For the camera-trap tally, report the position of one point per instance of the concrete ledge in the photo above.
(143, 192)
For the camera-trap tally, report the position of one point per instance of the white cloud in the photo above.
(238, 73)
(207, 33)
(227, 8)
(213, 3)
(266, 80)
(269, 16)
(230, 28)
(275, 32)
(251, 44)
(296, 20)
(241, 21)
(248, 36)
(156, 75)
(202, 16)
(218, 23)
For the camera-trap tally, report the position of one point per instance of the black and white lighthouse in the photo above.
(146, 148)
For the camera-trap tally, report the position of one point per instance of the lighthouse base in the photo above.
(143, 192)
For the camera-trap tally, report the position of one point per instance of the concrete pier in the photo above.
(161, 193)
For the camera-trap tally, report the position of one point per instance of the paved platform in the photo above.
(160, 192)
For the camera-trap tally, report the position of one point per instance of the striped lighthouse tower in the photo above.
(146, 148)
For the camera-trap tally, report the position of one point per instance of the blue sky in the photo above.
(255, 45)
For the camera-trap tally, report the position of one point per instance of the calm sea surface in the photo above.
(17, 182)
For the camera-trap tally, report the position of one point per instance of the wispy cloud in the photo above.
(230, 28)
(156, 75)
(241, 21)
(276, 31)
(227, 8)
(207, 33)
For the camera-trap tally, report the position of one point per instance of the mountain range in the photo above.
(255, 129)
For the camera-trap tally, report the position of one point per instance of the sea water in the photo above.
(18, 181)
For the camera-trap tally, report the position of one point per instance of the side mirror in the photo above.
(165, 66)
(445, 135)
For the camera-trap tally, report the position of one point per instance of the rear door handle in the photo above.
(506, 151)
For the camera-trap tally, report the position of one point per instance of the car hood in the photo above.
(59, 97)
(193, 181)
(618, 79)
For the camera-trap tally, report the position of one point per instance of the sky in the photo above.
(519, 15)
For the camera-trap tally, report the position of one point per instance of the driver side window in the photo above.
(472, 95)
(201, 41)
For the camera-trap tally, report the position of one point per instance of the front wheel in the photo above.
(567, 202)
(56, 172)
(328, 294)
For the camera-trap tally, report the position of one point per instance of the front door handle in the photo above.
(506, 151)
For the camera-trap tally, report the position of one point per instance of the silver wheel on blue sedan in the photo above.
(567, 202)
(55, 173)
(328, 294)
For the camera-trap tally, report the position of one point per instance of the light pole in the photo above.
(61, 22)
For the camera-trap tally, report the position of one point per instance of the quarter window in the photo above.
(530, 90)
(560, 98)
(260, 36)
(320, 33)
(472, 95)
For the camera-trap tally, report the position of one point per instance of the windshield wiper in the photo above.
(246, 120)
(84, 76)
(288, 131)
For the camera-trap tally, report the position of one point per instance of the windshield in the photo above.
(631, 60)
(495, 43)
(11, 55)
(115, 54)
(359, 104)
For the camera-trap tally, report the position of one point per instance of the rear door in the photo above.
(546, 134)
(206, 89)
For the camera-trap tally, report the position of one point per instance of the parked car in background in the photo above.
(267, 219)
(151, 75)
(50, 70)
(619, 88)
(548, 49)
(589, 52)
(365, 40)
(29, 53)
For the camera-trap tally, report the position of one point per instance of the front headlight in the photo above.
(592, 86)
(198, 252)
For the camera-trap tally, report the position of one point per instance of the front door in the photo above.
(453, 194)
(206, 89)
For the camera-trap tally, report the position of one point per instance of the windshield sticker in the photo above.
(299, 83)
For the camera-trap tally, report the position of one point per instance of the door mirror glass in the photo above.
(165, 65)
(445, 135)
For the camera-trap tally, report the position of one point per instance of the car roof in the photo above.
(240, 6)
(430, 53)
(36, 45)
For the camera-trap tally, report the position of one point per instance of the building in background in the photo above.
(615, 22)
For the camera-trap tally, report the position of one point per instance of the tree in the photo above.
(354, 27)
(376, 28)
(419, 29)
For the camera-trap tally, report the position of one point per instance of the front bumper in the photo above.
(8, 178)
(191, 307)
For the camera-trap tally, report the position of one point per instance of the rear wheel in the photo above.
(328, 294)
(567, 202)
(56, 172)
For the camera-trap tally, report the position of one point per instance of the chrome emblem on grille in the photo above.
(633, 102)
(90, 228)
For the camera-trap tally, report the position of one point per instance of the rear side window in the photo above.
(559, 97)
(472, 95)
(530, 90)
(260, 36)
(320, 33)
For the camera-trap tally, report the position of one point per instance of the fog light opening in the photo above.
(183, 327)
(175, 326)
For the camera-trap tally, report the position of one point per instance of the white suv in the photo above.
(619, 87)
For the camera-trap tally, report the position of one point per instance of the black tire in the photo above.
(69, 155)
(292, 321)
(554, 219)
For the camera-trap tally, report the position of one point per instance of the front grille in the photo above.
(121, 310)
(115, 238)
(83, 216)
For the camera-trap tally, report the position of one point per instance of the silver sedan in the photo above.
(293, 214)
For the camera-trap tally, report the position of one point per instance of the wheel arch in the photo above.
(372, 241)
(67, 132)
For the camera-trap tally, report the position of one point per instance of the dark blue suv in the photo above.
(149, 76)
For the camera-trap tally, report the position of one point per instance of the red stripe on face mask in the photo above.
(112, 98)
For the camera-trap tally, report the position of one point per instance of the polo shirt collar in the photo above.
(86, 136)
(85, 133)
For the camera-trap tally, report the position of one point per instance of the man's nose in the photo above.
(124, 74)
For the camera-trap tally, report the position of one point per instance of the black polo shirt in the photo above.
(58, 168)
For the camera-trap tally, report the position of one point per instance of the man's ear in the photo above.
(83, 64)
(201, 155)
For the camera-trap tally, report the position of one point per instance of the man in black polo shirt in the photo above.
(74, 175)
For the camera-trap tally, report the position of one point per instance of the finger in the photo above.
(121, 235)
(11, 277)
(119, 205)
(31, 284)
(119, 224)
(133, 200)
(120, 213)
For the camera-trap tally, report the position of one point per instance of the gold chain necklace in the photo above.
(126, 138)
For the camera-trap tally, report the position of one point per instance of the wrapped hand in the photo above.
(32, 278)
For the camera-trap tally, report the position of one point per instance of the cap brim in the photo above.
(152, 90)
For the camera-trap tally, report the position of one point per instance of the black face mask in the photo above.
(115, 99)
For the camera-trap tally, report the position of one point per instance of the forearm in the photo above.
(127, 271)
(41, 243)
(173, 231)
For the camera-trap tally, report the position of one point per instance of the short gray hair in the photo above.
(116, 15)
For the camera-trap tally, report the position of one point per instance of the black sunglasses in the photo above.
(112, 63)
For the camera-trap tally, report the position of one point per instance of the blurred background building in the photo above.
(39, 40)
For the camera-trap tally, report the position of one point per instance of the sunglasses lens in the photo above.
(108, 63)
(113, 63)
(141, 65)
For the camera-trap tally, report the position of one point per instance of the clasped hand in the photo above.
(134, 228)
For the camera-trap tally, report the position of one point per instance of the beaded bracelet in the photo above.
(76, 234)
=-=-=-=-=
▶ Written problem
Each entry above is to be set down again in exactly the same words.

▶ The output
For the camera-trap tally, report the position of one point per instance of the concrete ledge in the photo above.
(143, 192)
For the camera-trap tally, report the position of one point per instance of the white cloud in the photo above.
(238, 73)
(207, 33)
(227, 8)
(213, 3)
(266, 80)
(269, 16)
(230, 28)
(275, 32)
(251, 44)
(296, 20)
(241, 21)
(248, 36)
(156, 75)
(202, 16)
(218, 23)
For the camera-trap tally, report the position of one point per instance of the black and white lighthouse in the photo above.
(146, 148)
For the camera-trap tally, report the position of one point per instance of the lighthouse base in the photo above.
(143, 192)
For the camera-trap tally, report the position of one point per instance of the concrete pier in the photo above.
(161, 193)
For the camera-trap tally, report the position of one point per instance of the paved platform in the photo above.
(160, 192)
For the camera-trap tally, report the position of one point per instance of the striped lighthouse tower in the photo above.
(146, 148)
For the camera-trap tally, report the position of one point per instance of the blue sky in the photo above.
(255, 45)
For the camera-trap tally, report the position of one point per instance of the calm sea surface in the photo above.
(17, 182)
For the camera-trap tally, report the position of one point per instance of the wispy cloud in the photo above.
(230, 28)
(156, 75)
(241, 21)
(276, 31)
(227, 8)
(207, 33)
For the camera-trap tally, report the position of one point per instance of the mountain range in the photo above.
(255, 129)
For the camera-trap tally, report the position of one point per instance of the sea water in the photo above.
(18, 181)
For the camera-trap tally, report the position of one point per instance of the side mirror in the photo above.
(165, 66)
(445, 135)
For the camera-trap tally, report the position of one point per instance of the rear door handle in the photo above.
(506, 151)
For the camera-trap tally, report the position of one point per instance of the car hood in the photo above.
(59, 97)
(193, 181)
(618, 79)
For the camera-trap tally, report the position of one point per instance of the sky in the photo above.
(519, 15)
For the camera-trap tally, report the position of one point per instance of the driver side window in the photo above.
(472, 95)
(201, 41)
For the camera-trap tally, report the position of one point per instance of the front wheel in the photo above.
(567, 202)
(56, 172)
(328, 294)
For the camera-trap tally, report the position of one point per instance of the front door handle in the photo above.
(506, 151)
For the camera-trap tally, report the position of one point per instance of the silver wheel on blue sedan in the photo above.
(567, 202)
(55, 173)
(328, 294)
For the camera-trap tally, report the position of one point per instance of the light pole in the photo above.
(61, 22)
For the camera-trap tally, report the position of one point per instance of the quarter window in the photo above.
(530, 90)
(560, 98)
(260, 36)
(320, 33)
(472, 95)
For the camera-trap tally, report the position of one point per instance of the windshield wiper in the photo above.
(246, 120)
(84, 76)
(288, 131)
For the camera-trap tally, report the position of one point per instance of the windshield in the photo above.
(631, 60)
(495, 43)
(11, 55)
(115, 54)
(359, 104)
For the camera-trap tally, report the position of one point per instance of the rear door in the photo above.
(546, 134)
(206, 89)
For the camera-trap tally, report the position of one point per instance of the parked car in background in the photo above.
(267, 219)
(151, 75)
(50, 70)
(619, 88)
(548, 49)
(589, 52)
(365, 40)
(29, 53)
For the camera-trap tally, report the position of one point per instance of the front headlight in the photo above.
(592, 86)
(198, 252)
For the camera-trap tally, report the position of one point per instance of the front door in the photo above.
(453, 194)
(206, 89)
For the camera-trap tally, report the position of one point per instance of the windshield sticker in the photo above.
(299, 83)
For the camera-trap tally, report the position of one point per instance of the door mirror glass in the photo above.
(165, 65)
(445, 135)
For the camera-trap tally, report the position of one point per instance of the car roof in the photo above.
(240, 6)
(430, 53)
(36, 45)
For the camera-trap tally, report the position of one point per instance of the building in background in the photo above.
(615, 22)
For the camera-trap tally, report the position of one point per instance of the tree in the photo above.
(354, 27)
(376, 28)
(419, 29)
For the camera-trap tally, report the position of one point per instance of the front bumper in the photo above.
(8, 178)
(191, 307)
For the camera-trap tally, report the position of one point per instance of the rear wheel in the photo above.
(328, 294)
(567, 202)
(56, 172)
For the camera-trap tally, report the position of one point per instance of the chrome emblem on grille in the photo above.
(633, 102)
(90, 228)
For the camera-trap tally, report the position of one point per instance of the rear side window in the photo above.
(559, 97)
(472, 95)
(530, 90)
(260, 36)
(320, 33)
For the camera-trap tally, report the position of one point per instance of the fog light opening in the photo above.
(183, 327)
(175, 326)
For the camera-trap tally, report the position of one point per instance of the white suv in the photo above.
(619, 87)
For the camera-trap tally, report the position of one point per instance of the black tire in the photo above.
(69, 155)
(292, 321)
(554, 219)
For the camera-trap tally, report the position of one point per instance of the front grille in the photo above.
(121, 310)
(115, 238)
(83, 216)
For the camera-trap tally, report the position of one point per instance of the silver sedan in the photo above.
(293, 214)
For the camera-trap tally, report the position of one point per instance of the wheel arch in the photo above.
(372, 241)
(67, 132)
For the camera-trap tally, report the position of one point per instance of the dark blue suv in the photo above.
(149, 76)
For the camera-trap tally, report the position of one point per instance of the red stripe on face mask in the photo above.
(112, 98)
For the camera-trap tally, report the position of one point per instance of the polo shirt collar in the photo above.
(86, 136)
(85, 133)
For the camera-trap tally, report the position of one point per instance of the man's nose in the photo above.
(124, 74)
For the camera-trap tally, report the position of one point per instance of the black polo shirt in the photo above.
(58, 168)
For the camera-trap tally, report the position of one point per instance of the man's ear in the photo above.
(83, 64)
(201, 155)
For the camera-trap tally, report the position of one point per instance of the man in black polo shirt in the photo above.
(74, 175)
For the camera-trap tally, report the position of one point per instance of the finger in the photo above.
(121, 235)
(11, 277)
(119, 205)
(31, 284)
(119, 224)
(133, 200)
(120, 213)
For the camera-trap tally, report the position of one point per instance of the gold chain necklace in the photo above.
(126, 138)
For the camera-trap tally, report the position of one point per instance of the wrapped hand in the photo above.
(32, 278)
For the camera-trap tally, report the position of one point per instance of the cap brim in the photo above.
(152, 90)
For the camera-trap tally, report the position of one point per instance of the black face mask in the photo above.
(115, 99)
For the camera-trap tally, report the position of one point per instance of the forearm in the photo above.
(127, 271)
(41, 243)
(173, 231)
For the camera-trap tally, report the position of one point per instance of the short gray hair in the photo above.
(116, 15)
For the camera-trap tally, report the position of one point per instance of the black sunglasses in the photo above.
(112, 63)
For the camera-trap tally, report the position of one point per instance of the blurred background building in the photo above.
(39, 40)
For the camera-trap tally, report the position of one point per instance of the sunglasses lens in the photo above.
(108, 63)
(113, 63)
(141, 65)
For the camera-trap tally, report the position of one point per instance of the clasped hand in the photo above.
(134, 228)
For the camera-trap tally, report the position of one point per instance of the beaded bracelet in the photo above.
(76, 234)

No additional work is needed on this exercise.